Lines holding the string "mound" are the ones to copy; find them all in the data.

## Stored data
[Start of section]

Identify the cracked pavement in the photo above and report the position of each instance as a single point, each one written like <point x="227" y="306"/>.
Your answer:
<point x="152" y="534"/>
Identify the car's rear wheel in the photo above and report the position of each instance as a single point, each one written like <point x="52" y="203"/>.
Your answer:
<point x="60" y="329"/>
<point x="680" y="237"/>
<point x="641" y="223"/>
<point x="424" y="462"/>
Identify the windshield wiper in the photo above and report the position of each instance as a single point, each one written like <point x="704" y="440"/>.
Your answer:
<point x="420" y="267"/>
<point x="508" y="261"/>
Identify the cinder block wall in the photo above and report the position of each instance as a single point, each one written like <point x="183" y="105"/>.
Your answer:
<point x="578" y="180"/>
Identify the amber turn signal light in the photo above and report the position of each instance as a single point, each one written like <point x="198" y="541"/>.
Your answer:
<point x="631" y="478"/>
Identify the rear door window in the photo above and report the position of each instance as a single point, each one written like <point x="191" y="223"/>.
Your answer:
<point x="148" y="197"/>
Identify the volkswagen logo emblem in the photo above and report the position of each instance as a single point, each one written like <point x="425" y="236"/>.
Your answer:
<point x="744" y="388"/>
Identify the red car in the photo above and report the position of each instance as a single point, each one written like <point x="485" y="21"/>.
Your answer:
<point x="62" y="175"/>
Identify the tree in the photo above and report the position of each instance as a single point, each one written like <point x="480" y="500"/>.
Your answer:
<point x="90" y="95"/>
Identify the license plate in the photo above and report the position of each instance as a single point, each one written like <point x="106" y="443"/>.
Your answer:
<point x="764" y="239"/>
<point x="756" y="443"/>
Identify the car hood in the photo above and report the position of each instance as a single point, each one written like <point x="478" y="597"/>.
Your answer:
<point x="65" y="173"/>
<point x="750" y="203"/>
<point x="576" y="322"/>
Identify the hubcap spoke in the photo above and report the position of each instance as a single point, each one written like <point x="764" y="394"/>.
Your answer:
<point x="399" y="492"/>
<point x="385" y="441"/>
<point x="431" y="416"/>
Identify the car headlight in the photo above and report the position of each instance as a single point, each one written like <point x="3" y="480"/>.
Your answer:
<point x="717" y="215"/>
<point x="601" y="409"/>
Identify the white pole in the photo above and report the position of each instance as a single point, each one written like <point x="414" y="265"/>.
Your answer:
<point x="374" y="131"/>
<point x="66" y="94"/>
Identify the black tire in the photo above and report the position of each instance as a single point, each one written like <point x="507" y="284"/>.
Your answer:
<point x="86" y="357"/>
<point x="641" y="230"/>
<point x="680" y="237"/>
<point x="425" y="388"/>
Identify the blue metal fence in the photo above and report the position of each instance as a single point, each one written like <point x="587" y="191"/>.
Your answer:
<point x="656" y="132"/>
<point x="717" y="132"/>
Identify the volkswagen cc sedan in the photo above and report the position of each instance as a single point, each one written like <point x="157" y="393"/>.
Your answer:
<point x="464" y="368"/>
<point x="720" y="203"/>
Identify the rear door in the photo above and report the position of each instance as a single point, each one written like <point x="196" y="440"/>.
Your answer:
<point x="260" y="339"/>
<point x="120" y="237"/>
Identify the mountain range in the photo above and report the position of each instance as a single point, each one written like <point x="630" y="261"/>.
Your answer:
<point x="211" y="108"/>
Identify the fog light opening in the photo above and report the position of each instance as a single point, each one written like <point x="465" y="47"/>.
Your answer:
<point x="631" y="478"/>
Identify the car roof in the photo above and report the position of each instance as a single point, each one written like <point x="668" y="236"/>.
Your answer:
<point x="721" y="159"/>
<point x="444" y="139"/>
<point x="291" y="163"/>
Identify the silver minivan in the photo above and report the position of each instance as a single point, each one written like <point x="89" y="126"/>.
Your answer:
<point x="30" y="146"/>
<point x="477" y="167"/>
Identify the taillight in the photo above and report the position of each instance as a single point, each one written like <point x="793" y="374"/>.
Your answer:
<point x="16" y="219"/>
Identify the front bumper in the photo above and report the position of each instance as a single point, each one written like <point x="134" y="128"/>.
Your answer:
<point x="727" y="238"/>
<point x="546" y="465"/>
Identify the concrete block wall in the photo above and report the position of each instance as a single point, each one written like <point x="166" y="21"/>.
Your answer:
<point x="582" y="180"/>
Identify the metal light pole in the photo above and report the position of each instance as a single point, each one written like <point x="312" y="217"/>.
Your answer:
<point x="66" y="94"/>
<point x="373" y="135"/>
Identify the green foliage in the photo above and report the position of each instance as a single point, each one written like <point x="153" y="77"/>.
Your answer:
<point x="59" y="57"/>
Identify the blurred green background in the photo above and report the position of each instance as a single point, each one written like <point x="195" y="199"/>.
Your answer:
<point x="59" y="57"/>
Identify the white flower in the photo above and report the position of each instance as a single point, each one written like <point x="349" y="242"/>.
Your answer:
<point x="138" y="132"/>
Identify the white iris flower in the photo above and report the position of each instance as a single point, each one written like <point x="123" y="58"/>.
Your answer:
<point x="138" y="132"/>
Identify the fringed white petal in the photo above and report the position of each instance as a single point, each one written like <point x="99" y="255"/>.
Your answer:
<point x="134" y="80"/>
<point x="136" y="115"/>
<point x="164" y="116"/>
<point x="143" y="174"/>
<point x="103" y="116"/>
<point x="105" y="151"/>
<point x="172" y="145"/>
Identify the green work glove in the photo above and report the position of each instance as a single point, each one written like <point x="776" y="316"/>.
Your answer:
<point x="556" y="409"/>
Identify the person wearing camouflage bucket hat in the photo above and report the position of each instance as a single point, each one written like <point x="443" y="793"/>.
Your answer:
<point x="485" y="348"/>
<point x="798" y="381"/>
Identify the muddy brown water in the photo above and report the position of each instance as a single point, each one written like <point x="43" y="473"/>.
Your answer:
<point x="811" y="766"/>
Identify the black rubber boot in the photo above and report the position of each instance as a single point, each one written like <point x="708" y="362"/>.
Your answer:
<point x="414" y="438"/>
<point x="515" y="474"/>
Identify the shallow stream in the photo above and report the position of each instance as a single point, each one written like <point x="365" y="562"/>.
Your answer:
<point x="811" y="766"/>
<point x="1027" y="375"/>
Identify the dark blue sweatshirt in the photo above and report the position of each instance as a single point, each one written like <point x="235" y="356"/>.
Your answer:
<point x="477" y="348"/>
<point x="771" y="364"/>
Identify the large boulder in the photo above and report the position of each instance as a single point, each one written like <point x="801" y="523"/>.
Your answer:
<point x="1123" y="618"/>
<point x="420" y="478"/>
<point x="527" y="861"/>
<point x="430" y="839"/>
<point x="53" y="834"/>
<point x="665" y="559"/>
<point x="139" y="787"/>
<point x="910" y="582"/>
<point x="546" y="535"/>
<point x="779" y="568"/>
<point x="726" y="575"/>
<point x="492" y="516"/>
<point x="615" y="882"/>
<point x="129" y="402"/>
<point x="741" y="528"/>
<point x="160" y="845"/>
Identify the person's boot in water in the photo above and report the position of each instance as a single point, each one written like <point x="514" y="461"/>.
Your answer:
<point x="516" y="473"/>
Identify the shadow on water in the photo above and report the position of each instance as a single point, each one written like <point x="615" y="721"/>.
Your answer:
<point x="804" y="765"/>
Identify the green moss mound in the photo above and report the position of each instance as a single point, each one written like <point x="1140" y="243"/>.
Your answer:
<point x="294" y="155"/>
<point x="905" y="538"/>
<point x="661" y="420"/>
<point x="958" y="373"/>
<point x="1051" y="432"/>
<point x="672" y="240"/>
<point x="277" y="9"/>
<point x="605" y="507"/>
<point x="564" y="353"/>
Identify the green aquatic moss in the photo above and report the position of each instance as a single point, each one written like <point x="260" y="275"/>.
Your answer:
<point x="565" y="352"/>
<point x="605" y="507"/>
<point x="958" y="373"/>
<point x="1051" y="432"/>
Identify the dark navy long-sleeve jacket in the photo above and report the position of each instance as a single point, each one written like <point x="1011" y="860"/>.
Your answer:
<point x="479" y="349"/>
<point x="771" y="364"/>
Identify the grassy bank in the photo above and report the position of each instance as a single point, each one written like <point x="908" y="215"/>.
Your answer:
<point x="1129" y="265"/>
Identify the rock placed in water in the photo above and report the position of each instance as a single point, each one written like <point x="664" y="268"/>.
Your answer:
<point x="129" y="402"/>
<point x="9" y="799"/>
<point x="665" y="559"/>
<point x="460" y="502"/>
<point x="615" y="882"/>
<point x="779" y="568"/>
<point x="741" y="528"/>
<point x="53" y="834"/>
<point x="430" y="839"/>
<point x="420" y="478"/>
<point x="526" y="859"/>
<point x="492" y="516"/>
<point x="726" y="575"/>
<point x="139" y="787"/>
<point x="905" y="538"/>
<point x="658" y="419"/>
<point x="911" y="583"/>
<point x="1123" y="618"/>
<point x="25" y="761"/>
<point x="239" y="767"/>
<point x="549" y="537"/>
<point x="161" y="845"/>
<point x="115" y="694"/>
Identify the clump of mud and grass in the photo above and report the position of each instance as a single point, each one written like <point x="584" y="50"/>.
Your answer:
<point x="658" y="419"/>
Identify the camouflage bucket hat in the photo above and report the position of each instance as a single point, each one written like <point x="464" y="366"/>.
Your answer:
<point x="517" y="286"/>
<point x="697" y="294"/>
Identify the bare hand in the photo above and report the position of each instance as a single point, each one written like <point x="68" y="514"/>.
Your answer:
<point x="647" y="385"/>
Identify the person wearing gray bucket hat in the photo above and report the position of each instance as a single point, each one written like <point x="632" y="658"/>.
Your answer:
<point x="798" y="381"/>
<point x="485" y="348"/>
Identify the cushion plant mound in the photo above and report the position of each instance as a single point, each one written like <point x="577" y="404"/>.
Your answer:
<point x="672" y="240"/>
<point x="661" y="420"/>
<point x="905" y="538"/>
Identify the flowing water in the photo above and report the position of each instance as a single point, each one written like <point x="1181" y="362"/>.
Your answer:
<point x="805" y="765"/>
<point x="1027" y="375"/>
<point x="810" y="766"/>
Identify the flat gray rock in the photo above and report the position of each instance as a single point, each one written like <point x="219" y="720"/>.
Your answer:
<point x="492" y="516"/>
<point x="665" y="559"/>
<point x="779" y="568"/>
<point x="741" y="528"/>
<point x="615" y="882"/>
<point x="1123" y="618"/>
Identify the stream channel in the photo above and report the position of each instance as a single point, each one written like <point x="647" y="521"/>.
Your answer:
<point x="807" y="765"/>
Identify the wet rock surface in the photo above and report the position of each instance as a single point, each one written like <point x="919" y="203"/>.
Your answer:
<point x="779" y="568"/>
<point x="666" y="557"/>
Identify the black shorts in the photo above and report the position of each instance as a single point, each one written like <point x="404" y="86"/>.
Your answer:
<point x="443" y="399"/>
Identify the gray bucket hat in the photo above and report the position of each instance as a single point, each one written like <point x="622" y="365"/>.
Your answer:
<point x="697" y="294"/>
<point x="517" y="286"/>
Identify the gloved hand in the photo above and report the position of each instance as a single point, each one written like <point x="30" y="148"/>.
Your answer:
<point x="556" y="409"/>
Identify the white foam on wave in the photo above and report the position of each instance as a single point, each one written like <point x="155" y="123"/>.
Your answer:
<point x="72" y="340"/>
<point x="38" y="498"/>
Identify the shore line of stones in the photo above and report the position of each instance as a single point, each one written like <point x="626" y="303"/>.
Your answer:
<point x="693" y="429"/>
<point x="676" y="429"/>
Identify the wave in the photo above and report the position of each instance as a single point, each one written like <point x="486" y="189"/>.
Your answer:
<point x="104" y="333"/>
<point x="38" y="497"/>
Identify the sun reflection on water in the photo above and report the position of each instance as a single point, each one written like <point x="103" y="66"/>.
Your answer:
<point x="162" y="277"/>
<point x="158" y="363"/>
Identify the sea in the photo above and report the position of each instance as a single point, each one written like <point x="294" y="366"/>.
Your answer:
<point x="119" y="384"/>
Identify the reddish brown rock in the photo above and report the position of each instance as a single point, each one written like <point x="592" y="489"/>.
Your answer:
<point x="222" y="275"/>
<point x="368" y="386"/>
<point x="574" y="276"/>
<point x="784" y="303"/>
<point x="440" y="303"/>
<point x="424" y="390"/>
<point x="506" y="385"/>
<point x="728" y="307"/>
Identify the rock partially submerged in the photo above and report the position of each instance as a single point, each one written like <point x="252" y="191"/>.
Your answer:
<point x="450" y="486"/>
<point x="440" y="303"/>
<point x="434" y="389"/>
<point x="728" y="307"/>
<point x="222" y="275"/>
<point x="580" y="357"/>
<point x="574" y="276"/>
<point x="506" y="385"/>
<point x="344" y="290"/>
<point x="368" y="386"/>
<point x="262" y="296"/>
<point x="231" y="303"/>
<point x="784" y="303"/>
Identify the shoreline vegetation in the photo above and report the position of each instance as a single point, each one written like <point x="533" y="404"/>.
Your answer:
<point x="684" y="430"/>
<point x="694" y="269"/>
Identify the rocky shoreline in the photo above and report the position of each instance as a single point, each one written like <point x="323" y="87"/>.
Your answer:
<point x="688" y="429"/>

[End of section]

## SOLUTION TO THIS TASK
Identify the green moss mound in the photo above and report the position of each instance as a single point, each one written like <point x="1140" y="243"/>.
Identify the cushion plant mound in the photo above and report the position of each instance as a single point, each one written like <point x="577" y="404"/>.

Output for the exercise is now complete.